Point labeling data based on photos

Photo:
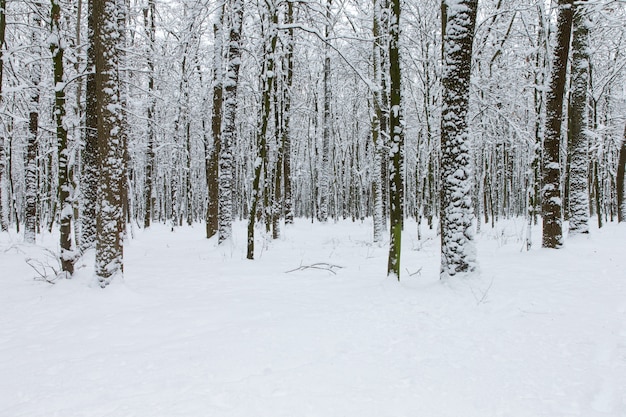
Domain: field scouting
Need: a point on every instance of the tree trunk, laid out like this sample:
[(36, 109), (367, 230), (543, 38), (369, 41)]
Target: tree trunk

▶ _SHORT PROBLEM_
Copy every line of the material above word for word, leaving out the pictures.

▶ _RESPONSE TO THE EXERCISE_
Photo:
Domain: field scouting
Need: a point on every instance of the tree trunk, laid out like this sample:
[(36, 109), (367, 230), (543, 38), (369, 41)]
Target: tree trunk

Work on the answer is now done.